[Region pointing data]

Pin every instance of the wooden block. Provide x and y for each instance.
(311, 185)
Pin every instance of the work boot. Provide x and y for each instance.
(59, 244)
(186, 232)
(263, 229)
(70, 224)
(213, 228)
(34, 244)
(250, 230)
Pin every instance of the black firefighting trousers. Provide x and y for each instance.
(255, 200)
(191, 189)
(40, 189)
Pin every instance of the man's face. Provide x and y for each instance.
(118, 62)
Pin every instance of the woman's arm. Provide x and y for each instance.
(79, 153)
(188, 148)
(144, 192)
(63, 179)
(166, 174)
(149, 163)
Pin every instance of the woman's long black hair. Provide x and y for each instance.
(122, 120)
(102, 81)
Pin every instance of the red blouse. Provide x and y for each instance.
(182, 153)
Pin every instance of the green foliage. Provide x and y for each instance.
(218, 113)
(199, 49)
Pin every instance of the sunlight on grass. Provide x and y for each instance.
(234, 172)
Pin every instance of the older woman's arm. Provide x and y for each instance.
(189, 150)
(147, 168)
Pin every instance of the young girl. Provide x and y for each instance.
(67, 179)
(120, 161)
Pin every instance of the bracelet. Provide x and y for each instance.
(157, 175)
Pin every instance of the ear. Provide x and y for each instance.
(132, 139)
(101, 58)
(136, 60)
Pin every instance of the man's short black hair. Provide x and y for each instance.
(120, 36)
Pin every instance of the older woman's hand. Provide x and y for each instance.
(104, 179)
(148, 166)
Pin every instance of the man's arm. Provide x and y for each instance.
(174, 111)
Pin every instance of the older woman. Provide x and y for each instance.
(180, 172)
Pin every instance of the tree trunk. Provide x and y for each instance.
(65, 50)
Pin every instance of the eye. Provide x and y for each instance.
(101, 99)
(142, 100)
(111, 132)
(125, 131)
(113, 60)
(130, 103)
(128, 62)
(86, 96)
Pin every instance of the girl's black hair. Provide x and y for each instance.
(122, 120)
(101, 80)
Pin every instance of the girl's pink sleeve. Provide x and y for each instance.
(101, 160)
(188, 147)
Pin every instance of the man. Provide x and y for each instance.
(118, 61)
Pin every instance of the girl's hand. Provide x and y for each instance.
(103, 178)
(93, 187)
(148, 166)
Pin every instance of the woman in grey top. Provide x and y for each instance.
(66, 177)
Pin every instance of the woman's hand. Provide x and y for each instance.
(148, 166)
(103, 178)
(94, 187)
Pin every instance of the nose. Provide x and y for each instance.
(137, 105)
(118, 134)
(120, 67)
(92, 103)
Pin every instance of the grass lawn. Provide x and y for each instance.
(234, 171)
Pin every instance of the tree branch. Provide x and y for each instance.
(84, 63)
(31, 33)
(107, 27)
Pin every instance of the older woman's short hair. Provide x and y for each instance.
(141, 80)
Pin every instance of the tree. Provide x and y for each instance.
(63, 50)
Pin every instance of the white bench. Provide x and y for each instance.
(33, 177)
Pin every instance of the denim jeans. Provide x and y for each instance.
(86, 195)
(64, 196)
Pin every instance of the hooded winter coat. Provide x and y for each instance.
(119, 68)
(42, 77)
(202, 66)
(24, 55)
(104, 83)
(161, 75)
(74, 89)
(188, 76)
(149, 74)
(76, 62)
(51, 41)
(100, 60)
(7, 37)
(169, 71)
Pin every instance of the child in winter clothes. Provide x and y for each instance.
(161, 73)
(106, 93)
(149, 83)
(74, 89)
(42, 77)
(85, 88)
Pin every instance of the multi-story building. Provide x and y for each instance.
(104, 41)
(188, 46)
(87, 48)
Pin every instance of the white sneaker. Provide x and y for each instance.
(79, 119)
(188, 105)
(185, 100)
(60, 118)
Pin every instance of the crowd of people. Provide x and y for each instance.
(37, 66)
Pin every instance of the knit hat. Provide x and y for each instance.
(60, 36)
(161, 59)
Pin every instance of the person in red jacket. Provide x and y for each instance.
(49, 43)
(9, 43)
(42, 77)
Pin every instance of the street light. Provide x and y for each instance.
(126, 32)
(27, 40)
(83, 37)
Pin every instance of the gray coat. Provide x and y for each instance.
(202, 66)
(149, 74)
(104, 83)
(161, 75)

**EXERCISE DESCRIPTION:**
From the first line to the last, retype the records exactly.

**EXPECTED ANSWER:**
Pin every instance of the wooden block. Provide x and y for each instance.
(311, 185)
Pin every instance of the work boot. Provide x and y for each instance.
(59, 244)
(186, 232)
(263, 229)
(70, 224)
(213, 228)
(34, 244)
(250, 230)
Pin every instance of the black firefighting trousers. Provide x and y for each instance.
(255, 200)
(191, 189)
(40, 189)
Pin every instance of the man's face. Provide x and y for each instance.
(118, 62)
Pin every instance of the woman's arm. Provide x and y for each instance.
(79, 153)
(188, 148)
(144, 192)
(63, 179)
(166, 174)
(149, 163)
Pin every instance of the woman's long black hair. Provide x and y for each instance.
(122, 120)
(102, 81)
Pin every instance of the red blouse. Provide x and y for each instance.
(182, 153)
Pin every instance of the green foliage. Provide x and y for each instance.
(218, 113)
(199, 49)
Pin every instance of the sunlight on grass. Provide x and y for each instance.
(234, 172)
Pin every instance of the older woman's arm. Provide x and y for each instance.
(189, 150)
(147, 168)
Pin every instance of the young girl. Provide x and y for each instance.
(67, 179)
(120, 161)
Pin every instance of the bracelet. Provide x and y for each instance.
(157, 175)
Pin every instance of the ear. Provide x and y for each instance.
(132, 139)
(101, 58)
(136, 60)
Pin every instance of the man's short black hair. Provide x and y for each instance.
(120, 36)
Pin every instance of the older woman's hand. Provide x and y for each instance.
(104, 179)
(148, 166)
Pin every instance of the man's arm. Provide x and y for each instance.
(174, 111)
Pin every instance of the older woman. Provide x and y for each instance.
(180, 172)
Pin every instance of the tree trunk. Provide x and y for each instance.
(65, 50)
Pin every instance of the eye. Provide x and y for each instance.
(101, 99)
(142, 100)
(111, 132)
(125, 131)
(113, 60)
(130, 103)
(128, 62)
(86, 96)
Pin every instance of the girl's black hair. Provide x and y for each instance.
(122, 120)
(101, 80)
Pin every instance of the girl's pink sleeve. Provide x and y for each instance.
(101, 160)
(188, 147)
Pin every instance of the man. Provide x and y for each instance.
(118, 61)
Pin every instance of the girl's hand. Provide x and y for each instance.
(103, 178)
(93, 187)
(148, 166)
Pin every instance of the woman in grey top. Provide x and y for each instance.
(66, 177)
Pin every instance of the woman's hand. Provide x and y for each instance.
(148, 166)
(103, 178)
(94, 187)
Pin every instance of the nose. Provide x and y for each instance.
(137, 105)
(118, 134)
(120, 67)
(92, 103)
Pin every instance of the grass lawn. Provide x and y for each instance.
(234, 171)
Pin every instance of the tree branch. Provide x and y for each instance.
(84, 63)
(31, 33)
(107, 27)
Pin every instance of the older woman's short hair. Provide x and y for each instance.
(141, 80)
Pin every instance of the tree. Provide x and y for each instance.
(63, 50)
Pin every instance of the white bench. Provide x and y for each instance.
(33, 177)
Pin every instance of the denim jeans. Provide x and y for each instance.
(86, 195)
(64, 196)
Pin every instance of the hooded winter coat. Provide x and y for each instance.
(119, 68)
(42, 77)
(202, 66)
(24, 55)
(104, 83)
(161, 75)
(74, 89)
(188, 76)
(149, 74)
(76, 62)
(51, 41)
(100, 60)
(7, 37)
(169, 71)
Pin every instance of the child in winter clothes. Provide x and y for each instance.
(161, 73)
(106, 93)
(149, 83)
(74, 89)
(42, 77)
(85, 88)
Pin every instance of the multi-story building. Provide x and y for each instance.
(104, 41)
(188, 46)
(87, 48)
Pin every instance of the white sneaker. Provide x and y for each instance.
(79, 119)
(188, 105)
(185, 100)
(60, 118)
Pin every instance of the crowd of people. Provide x and y for each instance.
(37, 66)
Pin every instance of the knit hat. Provide x and y for each instance.
(60, 36)
(161, 59)
Pin every instance of the person in red jacket. Provide x and y for each instance.
(49, 43)
(9, 43)
(42, 77)
Pin every instance of the street light. Provide x and y for each instance.
(126, 32)
(27, 40)
(83, 37)
Pin every instance of the gray coat. Provide x and y for each instance.
(202, 66)
(149, 74)
(104, 83)
(161, 75)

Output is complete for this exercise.